**PROBLEM DESCRIPTION**
An exact reproduction is required of the lines from the beginning of the entries through the line with "of the utility", pictures excluded and nothing added.

>>>>

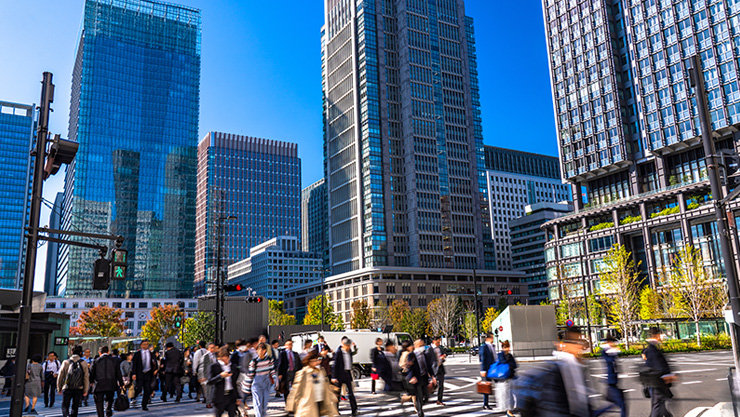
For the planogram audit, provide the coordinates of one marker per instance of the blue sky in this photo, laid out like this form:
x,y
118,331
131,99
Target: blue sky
x,y
261,70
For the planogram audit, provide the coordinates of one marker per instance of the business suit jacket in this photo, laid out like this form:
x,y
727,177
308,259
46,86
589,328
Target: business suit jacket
x,y
173,362
487,357
339,372
219,384
106,374
137,367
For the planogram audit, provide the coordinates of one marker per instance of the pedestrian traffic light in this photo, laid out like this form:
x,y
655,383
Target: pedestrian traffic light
x,y
101,274
118,263
233,287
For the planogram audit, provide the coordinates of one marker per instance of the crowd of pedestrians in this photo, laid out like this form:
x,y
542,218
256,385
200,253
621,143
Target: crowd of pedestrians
x,y
234,379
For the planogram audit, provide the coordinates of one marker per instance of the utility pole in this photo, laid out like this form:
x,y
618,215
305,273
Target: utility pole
x,y
24,321
720,213
477,311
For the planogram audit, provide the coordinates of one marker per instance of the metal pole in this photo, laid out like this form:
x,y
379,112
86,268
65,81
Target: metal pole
x,y
24,321
477,311
218,282
697,81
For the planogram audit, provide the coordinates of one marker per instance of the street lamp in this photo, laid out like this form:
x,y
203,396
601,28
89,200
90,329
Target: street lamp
x,y
219,277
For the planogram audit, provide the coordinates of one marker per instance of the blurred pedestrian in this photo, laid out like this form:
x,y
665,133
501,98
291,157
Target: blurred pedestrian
x,y
106,374
143,373
487,355
34,382
342,372
223,377
439,355
260,378
660,388
504,394
51,368
173,371
311,395
73,382
290,363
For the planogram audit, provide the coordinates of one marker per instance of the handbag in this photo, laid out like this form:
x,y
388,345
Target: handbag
x,y
121,403
484,387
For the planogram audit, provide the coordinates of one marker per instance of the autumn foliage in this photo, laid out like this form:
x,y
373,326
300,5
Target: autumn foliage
x,y
100,321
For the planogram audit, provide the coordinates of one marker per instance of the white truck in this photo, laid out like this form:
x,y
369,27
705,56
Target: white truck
x,y
364,340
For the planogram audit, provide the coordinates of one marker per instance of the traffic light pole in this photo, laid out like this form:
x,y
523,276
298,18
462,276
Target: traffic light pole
x,y
720,213
26,310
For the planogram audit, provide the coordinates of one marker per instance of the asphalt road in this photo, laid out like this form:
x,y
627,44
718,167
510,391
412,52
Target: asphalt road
x,y
703,382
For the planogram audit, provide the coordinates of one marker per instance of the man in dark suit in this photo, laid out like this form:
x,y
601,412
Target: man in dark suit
x,y
656,361
487,355
143,370
173,370
421,374
106,375
438,355
223,377
341,373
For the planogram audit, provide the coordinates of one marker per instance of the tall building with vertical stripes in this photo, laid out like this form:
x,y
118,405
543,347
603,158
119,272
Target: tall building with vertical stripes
x,y
403,145
258,181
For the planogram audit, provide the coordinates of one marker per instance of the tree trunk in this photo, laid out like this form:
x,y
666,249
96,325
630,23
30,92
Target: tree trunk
x,y
698,336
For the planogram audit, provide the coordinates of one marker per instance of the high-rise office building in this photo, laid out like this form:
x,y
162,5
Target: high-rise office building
x,y
258,181
51,284
516,179
403,145
528,246
629,132
275,266
314,225
134,111
17,132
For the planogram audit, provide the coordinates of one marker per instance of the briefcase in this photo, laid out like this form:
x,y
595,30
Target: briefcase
x,y
484,387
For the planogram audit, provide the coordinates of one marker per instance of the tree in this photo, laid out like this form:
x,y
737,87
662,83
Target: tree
x,y
397,311
277,315
313,314
161,325
488,317
620,282
199,327
649,304
361,315
444,313
697,290
416,323
100,321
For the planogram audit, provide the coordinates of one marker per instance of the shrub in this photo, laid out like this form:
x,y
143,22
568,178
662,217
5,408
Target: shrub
x,y
601,226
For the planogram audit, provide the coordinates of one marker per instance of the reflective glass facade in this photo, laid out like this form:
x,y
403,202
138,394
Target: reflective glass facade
x,y
17,128
256,180
403,144
134,112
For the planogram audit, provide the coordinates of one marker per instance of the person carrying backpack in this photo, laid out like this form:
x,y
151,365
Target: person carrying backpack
x,y
73,382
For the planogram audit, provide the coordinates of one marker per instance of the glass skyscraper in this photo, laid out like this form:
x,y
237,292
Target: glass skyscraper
x,y
403,145
134,111
629,132
314,226
17,132
256,180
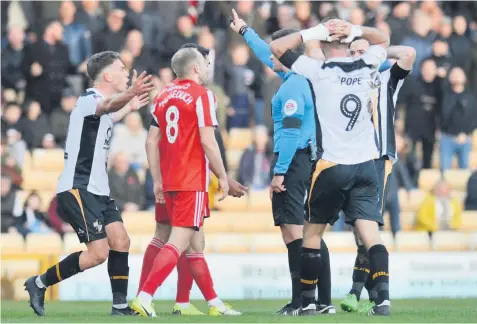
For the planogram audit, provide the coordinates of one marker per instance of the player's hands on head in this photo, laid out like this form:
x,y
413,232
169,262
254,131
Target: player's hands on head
x,y
236,189
235,22
224,186
141,84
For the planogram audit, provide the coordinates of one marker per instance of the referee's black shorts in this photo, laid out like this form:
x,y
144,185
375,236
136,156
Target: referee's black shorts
x,y
288,206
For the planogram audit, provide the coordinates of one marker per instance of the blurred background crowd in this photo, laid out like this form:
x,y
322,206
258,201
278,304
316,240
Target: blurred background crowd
x,y
45,45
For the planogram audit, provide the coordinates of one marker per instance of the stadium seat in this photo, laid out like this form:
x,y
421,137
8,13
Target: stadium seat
x,y
413,242
457,178
40,180
44,243
259,201
239,138
228,243
267,243
12,243
428,179
48,160
469,221
450,241
71,243
233,158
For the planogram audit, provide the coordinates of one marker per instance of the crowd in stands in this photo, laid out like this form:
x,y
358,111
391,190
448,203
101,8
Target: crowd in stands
x,y
45,46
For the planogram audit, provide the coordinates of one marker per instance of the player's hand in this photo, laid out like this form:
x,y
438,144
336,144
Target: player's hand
x,y
277,184
142,84
159,193
235,22
236,189
224,186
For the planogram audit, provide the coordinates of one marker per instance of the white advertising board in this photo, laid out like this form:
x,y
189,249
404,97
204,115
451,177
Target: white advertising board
x,y
266,276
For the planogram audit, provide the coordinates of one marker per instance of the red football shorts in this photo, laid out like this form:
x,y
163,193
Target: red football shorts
x,y
184,209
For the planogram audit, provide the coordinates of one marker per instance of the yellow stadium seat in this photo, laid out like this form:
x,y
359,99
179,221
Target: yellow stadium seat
x,y
267,243
259,201
71,243
239,138
233,158
12,243
428,179
40,180
228,243
450,241
457,178
411,202
469,221
48,160
413,242
44,243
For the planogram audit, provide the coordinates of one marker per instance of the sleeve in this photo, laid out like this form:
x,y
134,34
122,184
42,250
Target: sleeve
x,y
205,109
301,64
293,107
398,72
260,48
375,55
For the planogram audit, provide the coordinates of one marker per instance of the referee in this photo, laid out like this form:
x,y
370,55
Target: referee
x,y
293,114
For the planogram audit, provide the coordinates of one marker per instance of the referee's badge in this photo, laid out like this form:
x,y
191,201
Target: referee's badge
x,y
290,107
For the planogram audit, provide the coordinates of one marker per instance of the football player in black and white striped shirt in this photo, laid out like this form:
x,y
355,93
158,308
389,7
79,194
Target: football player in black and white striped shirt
x,y
390,82
83,187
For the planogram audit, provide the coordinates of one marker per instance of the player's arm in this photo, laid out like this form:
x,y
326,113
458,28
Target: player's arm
x,y
116,102
405,56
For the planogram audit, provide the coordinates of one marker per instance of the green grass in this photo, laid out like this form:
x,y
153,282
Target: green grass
x,y
255,311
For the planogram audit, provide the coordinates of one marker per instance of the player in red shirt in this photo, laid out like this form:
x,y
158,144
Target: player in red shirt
x,y
196,258
185,114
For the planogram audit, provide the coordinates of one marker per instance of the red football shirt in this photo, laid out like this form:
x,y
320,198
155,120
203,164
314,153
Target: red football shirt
x,y
180,110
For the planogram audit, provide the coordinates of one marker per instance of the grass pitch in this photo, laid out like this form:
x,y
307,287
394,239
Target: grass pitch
x,y
255,311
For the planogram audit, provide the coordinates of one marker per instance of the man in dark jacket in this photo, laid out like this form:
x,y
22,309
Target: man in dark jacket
x,y
45,66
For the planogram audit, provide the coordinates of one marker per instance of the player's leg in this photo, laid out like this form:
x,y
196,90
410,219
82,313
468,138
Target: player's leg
x,y
82,211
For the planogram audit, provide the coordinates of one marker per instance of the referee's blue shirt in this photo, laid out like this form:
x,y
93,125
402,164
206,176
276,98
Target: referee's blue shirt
x,y
293,108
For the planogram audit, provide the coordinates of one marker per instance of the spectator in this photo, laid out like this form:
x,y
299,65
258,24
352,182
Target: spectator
x,y
12,57
130,138
16,146
421,97
45,66
420,39
126,189
439,211
471,198
32,219
458,120
149,24
91,15
76,36
142,59
399,21
460,44
48,142
60,118
239,79
254,166
112,38
10,167
176,38
11,205
34,125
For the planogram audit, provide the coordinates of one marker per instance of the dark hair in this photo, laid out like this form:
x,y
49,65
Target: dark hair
x,y
202,50
300,50
98,62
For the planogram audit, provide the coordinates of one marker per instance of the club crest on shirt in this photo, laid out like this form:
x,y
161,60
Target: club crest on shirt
x,y
290,107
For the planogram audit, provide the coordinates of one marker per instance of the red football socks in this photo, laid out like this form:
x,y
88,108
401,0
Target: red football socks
x,y
152,250
165,261
201,274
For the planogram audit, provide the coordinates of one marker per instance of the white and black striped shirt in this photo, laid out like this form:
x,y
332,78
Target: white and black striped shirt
x,y
87,146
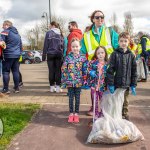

<<<<

**ANSWER BOX**
For the planogram audit, provide the coordinates of one marker per instance of the blue sky in this photo, laid out like this form:
x,y
118,331
131,99
Target: blue sky
x,y
261,70
For the planogram audit, provide the coordinates of one marker per instance of the business suit jacket in this photo, laid out like this form:
x,y
727,177
308,259
46,86
589,328
Target: business suit jacket
x,y
173,362
487,357
339,372
219,384
106,374
137,367
For the planogram audit, provide the coordinates of one marker per instance of the pedestrian traffic light in this photo, laid out like this form:
x,y
655,383
Target: pedestrian traffic light
x,y
101,274
118,263
233,287
For the planogram audit, provide the coordinates of one marker per instance of the crowd of pedestrians in this photo, laid out like this form:
x,y
542,218
256,385
200,253
621,143
Target: crowd of pedestrians
x,y
234,379
For the planogram audit, provide the coordinates of one marker per instance of the utility pole in this photo, laid out like this form:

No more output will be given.